Task item: Type again, exactly, the lines below from the start through the line that includes "column 211, row 106".

Referring expression data:
##############################

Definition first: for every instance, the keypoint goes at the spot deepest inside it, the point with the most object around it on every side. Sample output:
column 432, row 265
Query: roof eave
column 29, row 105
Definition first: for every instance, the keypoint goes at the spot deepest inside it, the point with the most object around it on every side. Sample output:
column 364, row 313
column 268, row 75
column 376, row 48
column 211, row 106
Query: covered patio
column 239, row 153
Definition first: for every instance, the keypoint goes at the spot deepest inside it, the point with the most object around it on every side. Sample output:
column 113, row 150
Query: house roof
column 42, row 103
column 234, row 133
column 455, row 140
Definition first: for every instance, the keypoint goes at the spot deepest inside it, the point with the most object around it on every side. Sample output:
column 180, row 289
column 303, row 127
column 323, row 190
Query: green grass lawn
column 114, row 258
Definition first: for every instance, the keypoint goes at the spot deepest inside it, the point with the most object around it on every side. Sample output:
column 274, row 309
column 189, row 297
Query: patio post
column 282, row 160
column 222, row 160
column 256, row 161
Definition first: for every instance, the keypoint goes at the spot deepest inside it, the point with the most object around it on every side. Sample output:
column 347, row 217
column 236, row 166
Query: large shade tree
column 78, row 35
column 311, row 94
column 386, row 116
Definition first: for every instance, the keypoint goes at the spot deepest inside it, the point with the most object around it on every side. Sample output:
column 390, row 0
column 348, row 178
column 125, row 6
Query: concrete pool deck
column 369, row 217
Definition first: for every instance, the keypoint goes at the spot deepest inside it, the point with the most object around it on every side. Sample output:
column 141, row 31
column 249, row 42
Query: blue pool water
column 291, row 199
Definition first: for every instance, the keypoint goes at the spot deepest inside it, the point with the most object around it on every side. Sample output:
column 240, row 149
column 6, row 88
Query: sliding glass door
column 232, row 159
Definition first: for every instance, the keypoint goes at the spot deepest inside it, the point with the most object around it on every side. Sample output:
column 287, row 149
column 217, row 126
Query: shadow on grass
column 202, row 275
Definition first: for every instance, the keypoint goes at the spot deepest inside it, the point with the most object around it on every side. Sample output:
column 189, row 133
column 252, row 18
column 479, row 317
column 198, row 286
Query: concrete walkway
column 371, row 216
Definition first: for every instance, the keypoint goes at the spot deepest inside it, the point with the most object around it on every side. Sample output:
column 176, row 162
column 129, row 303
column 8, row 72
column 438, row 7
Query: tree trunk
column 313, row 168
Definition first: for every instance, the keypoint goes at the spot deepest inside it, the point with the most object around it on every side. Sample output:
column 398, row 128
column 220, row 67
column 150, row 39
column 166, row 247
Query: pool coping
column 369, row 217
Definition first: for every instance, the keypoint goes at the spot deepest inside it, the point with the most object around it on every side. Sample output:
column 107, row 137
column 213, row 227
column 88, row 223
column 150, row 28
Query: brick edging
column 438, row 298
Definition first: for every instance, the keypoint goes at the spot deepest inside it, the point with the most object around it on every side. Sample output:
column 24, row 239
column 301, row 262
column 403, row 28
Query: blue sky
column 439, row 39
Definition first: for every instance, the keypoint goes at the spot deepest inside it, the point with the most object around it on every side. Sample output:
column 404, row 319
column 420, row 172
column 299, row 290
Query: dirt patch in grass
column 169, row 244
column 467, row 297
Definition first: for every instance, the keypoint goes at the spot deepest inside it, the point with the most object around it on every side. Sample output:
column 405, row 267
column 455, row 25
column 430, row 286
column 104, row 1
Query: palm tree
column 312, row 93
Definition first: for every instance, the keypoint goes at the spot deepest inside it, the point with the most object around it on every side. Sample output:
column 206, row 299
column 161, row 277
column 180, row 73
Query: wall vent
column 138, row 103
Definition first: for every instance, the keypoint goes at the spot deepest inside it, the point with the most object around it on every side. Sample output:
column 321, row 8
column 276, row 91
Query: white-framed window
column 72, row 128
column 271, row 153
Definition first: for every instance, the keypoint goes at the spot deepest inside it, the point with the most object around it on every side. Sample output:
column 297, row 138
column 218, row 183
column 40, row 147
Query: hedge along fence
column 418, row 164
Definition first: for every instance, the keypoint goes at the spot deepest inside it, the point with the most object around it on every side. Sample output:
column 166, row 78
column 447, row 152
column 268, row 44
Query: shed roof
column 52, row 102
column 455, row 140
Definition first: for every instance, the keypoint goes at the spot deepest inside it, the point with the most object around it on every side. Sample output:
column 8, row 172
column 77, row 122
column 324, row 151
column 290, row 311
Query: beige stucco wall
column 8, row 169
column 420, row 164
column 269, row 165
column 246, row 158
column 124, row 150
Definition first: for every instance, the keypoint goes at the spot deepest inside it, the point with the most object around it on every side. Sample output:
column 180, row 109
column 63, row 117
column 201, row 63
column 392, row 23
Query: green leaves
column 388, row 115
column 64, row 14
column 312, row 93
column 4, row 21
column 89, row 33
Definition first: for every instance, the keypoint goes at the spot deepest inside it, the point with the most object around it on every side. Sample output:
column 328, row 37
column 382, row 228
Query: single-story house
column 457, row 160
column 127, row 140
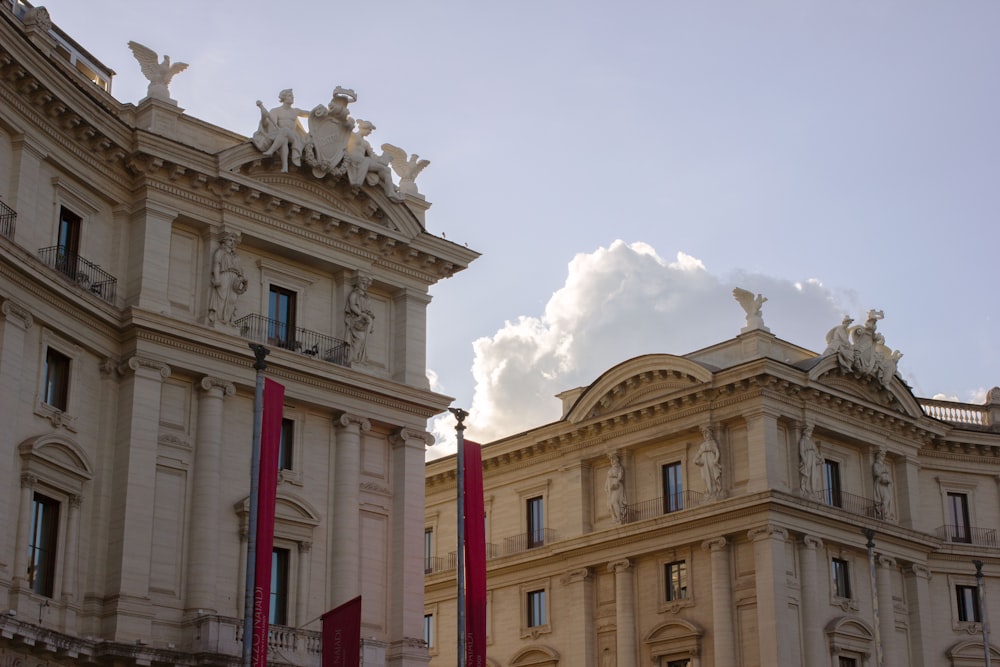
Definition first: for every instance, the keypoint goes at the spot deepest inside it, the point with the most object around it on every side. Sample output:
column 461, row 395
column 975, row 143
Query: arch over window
column 535, row 656
column 676, row 638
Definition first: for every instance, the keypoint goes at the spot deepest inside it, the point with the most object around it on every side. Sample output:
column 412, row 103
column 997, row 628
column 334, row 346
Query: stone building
column 142, row 250
column 707, row 510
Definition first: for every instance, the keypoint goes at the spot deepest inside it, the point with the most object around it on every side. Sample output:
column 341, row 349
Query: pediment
column 892, row 395
column 637, row 381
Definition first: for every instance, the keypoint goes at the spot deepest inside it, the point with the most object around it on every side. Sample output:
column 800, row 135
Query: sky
column 623, row 166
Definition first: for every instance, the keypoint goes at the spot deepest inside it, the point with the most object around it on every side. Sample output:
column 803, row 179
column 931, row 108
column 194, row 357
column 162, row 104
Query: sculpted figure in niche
column 280, row 130
column 359, row 320
column 362, row 161
column 614, row 487
column 708, row 459
column 810, row 465
column 883, row 486
column 228, row 281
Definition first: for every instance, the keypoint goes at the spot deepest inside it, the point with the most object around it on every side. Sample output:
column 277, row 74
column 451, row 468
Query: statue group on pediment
column 862, row 350
column 335, row 144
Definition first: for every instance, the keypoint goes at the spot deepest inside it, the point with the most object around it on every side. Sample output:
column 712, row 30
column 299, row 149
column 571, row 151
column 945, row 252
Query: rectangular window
column 279, row 587
column 281, row 313
column 536, row 521
column 429, row 630
column 967, row 598
column 68, row 242
column 536, row 608
column 42, row 545
column 832, row 493
column 285, row 443
column 676, row 576
column 428, row 550
column 958, row 518
column 56, row 390
column 841, row 578
column 673, row 488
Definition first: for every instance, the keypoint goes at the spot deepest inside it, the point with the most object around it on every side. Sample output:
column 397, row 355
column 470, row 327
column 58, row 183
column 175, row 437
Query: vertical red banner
column 475, row 557
column 342, row 635
column 267, row 487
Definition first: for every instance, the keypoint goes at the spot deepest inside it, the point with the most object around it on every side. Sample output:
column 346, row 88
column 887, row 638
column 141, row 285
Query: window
column 285, row 444
column 832, row 494
column 428, row 550
column 68, row 242
column 958, row 518
column 429, row 630
column 967, row 598
column 673, row 488
column 281, row 313
column 676, row 578
column 536, row 521
column 56, row 389
column 536, row 609
column 42, row 545
column 841, row 578
column 279, row 587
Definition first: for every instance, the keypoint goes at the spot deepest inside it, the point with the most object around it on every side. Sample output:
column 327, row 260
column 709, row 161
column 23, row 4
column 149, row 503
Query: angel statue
column 158, row 73
column 406, row 169
column 752, row 305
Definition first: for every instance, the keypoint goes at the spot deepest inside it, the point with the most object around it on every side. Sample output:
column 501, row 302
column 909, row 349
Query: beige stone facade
column 141, row 251
column 770, row 568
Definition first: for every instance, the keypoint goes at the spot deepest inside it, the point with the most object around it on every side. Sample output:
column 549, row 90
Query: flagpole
column 259, row 352
column 460, row 415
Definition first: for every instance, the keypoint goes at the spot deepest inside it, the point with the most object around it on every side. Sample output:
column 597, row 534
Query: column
column 130, row 520
column 884, row 568
column 767, row 453
column 302, row 585
column 723, row 629
column 406, row 580
column 812, row 600
column 15, row 323
column 921, row 613
column 345, row 534
column 773, row 622
column 625, row 637
column 202, row 549
column 580, row 596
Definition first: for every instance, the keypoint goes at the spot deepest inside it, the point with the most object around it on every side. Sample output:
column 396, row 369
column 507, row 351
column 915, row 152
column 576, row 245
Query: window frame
column 672, row 486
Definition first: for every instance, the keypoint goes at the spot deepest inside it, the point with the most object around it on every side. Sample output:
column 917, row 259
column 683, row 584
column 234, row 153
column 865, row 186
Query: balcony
column 654, row 507
column 7, row 218
column 83, row 273
column 275, row 333
column 970, row 535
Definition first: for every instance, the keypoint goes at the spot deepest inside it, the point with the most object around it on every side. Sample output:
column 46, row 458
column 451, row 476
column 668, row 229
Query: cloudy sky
column 622, row 166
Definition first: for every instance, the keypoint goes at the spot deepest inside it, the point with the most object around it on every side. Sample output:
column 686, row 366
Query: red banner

##############################

Result of the exercise:
Definition first: for every instance, the keypoint goes at the spot deepest inside it, the point with the most object around it on every side. Sample output:
column 432, row 265
Query: roof eave
column 29, row 105
Definition first: for every instance, the keypoint goes at the spot deepest inside it, the point with the most object around it on every side. Sample output:
column 364, row 313
column 268, row 75
column 376, row 48
column 211, row 106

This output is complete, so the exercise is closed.